Please give the number of lines in the listing that include the word "soil", with no other words.

● Extracted information
[Start of Attachment]

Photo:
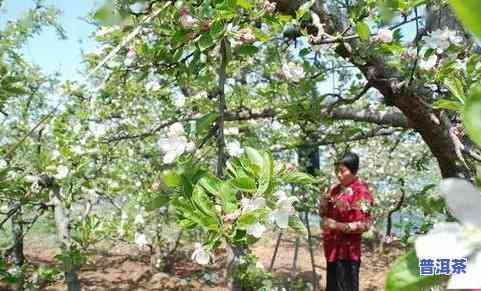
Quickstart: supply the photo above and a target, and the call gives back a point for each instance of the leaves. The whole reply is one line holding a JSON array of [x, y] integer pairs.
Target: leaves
[[363, 30], [244, 4], [171, 178], [244, 183], [204, 123], [404, 275], [469, 12], [472, 116], [455, 86], [448, 104], [298, 178]]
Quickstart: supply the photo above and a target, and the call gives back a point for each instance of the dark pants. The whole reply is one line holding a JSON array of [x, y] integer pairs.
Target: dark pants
[[343, 276]]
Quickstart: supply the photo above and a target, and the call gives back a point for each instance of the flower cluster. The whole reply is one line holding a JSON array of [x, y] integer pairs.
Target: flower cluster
[[292, 72], [175, 144], [457, 240]]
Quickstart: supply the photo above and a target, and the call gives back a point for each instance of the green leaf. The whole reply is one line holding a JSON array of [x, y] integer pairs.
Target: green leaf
[[248, 49], [202, 201], [266, 173], [296, 224], [246, 219], [106, 15], [304, 9], [228, 198], [448, 104], [304, 52], [472, 116], [205, 41], [455, 86], [204, 123], [211, 184], [244, 183], [244, 4], [255, 157], [469, 12], [171, 178], [363, 30], [298, 178], [159, 201], [404, 275]]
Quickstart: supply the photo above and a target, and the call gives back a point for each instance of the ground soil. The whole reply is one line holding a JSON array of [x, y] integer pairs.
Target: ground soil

[End of Attachment]

● The completed task
2